## WORK INSTRUCTIONS
1) In the excerpt on YouTube search results, which query was run last as the control query?
2) Write the next part of the excerpt on YouTube search personalization, continuing from its final sentence.

## DOCUMENT EXTRACT
BEGIN
When looking at the search results of “Coronavirus" in terms of the political orientation of the YouTube channels recommended, a lopsided recommendation emerges of left-leaning media content to both the conservative and progressive user groups. No right-leaning channels are recommended to the progressive user groups and only a few conservative users get personalized recommendations from the right-leaning channels. Thus, the results also indicate that conservative users get recommended videos with more diverse political orientations than the progressive users, when we focus on each user individually.

Nevertheless, the quantitative statistical analysis of all results following the “coronavirus” query (figure 10), indicate that personalization of results which was observed in the previous query “american elections”, is also replicated here. Republican supporters are offered predominantly right leaning channels, while Democrats are offered mainly left leaning outlets.

Figure 10, Channel orientation of recommended videos per group of users for the “coronavirus” query.

Finding 5: the results indicate that previous searches influence new searches, proving the so-called “carry-over effect”, as a number of recommended videos were related to the previous queries.

In the “Coronavirus” search results, there are quite a lot of personalized results for individual users related to the American election. These results indicate that the previous search for “american election” has influenced the next search, indicating a “carry-over effect” (Hannák et al, 2017). The same carry-over effect is evident in the search results for the control query “new year” performed last. Here, coronavirus-related suggestions appear for both user groups. The results are illustrated in the graphs below and indicate that neutral queries will get a lot of channels recommended that are not categorized in terms of media type and political orientation, as they are not news channels.

Figure 11: Top 20 search results of “new year” in terms of media type (left) and political orientation (right)

Finding 6: There are instances of unique search results for particular users within groups:

a) Unique search results of videos created in a non-English language or linked to geo-location data indicate personalisation processes beyond the variables we determined for the research.

b) Individual users are offered unique results in videos ranking beyond the 12th position. This may indicate polarisation and / or radicalisation processes where the content expresses extreme political views.

Finding 6a: Channels such as La NACION (n=1 user), 9 News Australia (n=1 user), India Today (n=2 users), the AFP News Agency (n=3 users) and The Sun (n=2 users) appear for the American Elections (figure 1). Similarly, ITV News (n=1 user), DW Deutsch (n=1 user), FRANCE (n=1 user) and 11 Alive Streamed Georgia (n=1 user), appear as unique results for the Coronavirus query (figure, 2). This could be a potential indication that personalisation processes are in progress which relate to variables linked to geo-location data and videos created in a non-English language. The YouTube ranking algorithm is reportedly drawing on geo-location data, among other variables, in order to infer the possibility of users to engage with similar content in the future (Covington et al, 2016).

Figure 12. Visualisation of data flows for the “New Year” query

Finding 6b: In the “New Year” query (figure 12) channel overlaps for both groups include traditional media outlets, such as the Washington Post Streamed, The Telegraph streamed, and Global News (Canada). However, if we look into the data flows after the 12th result, we have instances of the same channel offering different videos to individual users. The NBC News Channel appears as a result only to four users, two from each group. Interestingly, within the groups individual users are offered different videos.
END
[Source data]
BEGIN
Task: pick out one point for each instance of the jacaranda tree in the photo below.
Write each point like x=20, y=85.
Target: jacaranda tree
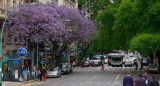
x=52, y=26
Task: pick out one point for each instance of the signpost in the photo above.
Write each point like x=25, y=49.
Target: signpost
x=22, y=52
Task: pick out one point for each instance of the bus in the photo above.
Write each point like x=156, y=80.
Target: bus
x=115, y=59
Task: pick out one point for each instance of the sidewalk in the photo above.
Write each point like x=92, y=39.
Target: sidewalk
x=10, y=83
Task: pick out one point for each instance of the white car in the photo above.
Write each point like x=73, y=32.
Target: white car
x=128, y=62
x=106, y=61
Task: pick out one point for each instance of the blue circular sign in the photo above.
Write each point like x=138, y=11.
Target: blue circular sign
x=22, y=52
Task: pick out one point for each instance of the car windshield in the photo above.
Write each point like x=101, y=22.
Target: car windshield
x=51, y=69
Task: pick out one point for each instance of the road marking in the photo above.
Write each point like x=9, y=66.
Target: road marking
x=116, y=78
x=32, y=84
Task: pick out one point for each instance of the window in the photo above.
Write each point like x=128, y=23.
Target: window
x=0, y=3
x=26, y=1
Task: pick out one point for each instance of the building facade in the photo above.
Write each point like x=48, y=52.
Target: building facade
x=6, y=5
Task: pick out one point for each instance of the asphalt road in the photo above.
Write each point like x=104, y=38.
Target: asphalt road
x=92, y=76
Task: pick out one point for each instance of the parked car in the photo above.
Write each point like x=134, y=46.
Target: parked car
x=66, y=68
x=153, y=68
x=96, y=60
x=106, y=60
x=128, y=62
x=54, y=72
x=145, y=62
x=86, y=64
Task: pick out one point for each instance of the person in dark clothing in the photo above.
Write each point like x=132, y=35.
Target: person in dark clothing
x=136, y=64
x=142, y=63
x=44, y=72
x=154, y=82
x=128, y=80
x=140, y=81
x=147, y=79
x=40, y=74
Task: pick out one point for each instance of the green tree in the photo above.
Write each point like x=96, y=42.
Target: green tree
x=94, y=6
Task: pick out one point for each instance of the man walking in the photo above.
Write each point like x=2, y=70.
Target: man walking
x=128, y=80
x=140, y=81
x=141, y=63
x=136, y=64
x=147, y=79
x=154, y=82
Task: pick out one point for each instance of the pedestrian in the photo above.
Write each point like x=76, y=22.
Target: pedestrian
x=28, y=73
x=136, y=64
x=140, y=81
x=128, y=80
x=153, y=82
x=40, y=74
x=147, y=79
x=44, y=72
x=35, y=72
x=74, y=64
x=141, y=63
x=24, y=75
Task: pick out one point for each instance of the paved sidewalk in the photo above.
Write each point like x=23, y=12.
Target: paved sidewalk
x=10, y=83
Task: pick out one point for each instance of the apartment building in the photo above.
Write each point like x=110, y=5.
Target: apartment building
x=6, y=5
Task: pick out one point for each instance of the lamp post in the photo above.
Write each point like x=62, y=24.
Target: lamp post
x=2, y=36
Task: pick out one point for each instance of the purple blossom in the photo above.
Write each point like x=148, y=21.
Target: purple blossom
x=22, y=24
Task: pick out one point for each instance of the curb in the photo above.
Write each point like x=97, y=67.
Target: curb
x=28, y=82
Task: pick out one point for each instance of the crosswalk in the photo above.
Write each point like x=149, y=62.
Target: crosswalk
x=108, y=68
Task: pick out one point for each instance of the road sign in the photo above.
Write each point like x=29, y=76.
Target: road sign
x=22, y=52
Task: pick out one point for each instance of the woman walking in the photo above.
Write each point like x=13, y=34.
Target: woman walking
x=44, y=74
x=24, y=73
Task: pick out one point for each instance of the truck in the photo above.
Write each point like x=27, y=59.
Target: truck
x=96, y=61
x=116, y=60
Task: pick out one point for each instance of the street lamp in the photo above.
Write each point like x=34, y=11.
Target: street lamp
x=2, y=36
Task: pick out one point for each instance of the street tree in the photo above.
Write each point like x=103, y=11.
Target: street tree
x=93, y=6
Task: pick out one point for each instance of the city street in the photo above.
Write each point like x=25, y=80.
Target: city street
END
## ANSWER SET
1) The "new year" query.

2)
For the “american elections” (figure 3) and “coronavirus” (figure 7) queries, there are also unique results for individual users, albeit expressing strong political views. This is observed only for Trump supporters. Particular individuals within the group (n=1 user) were offered unique video results, such as “Nobody Saw This Coming! Michelle Obama Came Out Today & Revealed Who She Really Is”, “Michelle Obama PRAISES BLM But There’s Just ONE Problem” and “What is constitutional militia”, all from “The Next News Network’’ which was used to create a particular echo chamber. The strong political views which these videos express in combination with the fact that they appear as unique results indicate that there is the possibility of a process of polarisation or even radicalization being in place.

2. Natural Language Processing Analysis

The sentiment analysis only revealed a proximity in the language on comments from both personalized selections. Negative and positive comments consistently outnumber neutral ones, but their distribution is almost equal across all queries and both personalized selections of videos. This offers no clue as to polarization.

Figure 13 : sentiment is the same for ‘conservative’ and ‘progressive’ personalized selections, and equally distributed for all queries

Finding 7: the personalization of search results leads to topics of discussion closely related to the previous activity of the user, regardless of the search itself. This indicates polarization in the case of a ‘conservative’ or ‘progressive’ user through the amplification of political views.

Query:"american election" in progressive users' comments: explore the interactive graph here

Query:"american election" in conservative users' comments: explore the interactive graph here

Figure 14 : Topics in the comments for the “American election” query results, as presented to the Conservative (14a) and Progressive (14b) user group.On the left hand side, the size of the bubbles reflect the importance of each topic. Their position is defined by the content (intertwined bubbles are topics closely related to one another). On the right, the details of a highlighted topic. Interactive version can be found here.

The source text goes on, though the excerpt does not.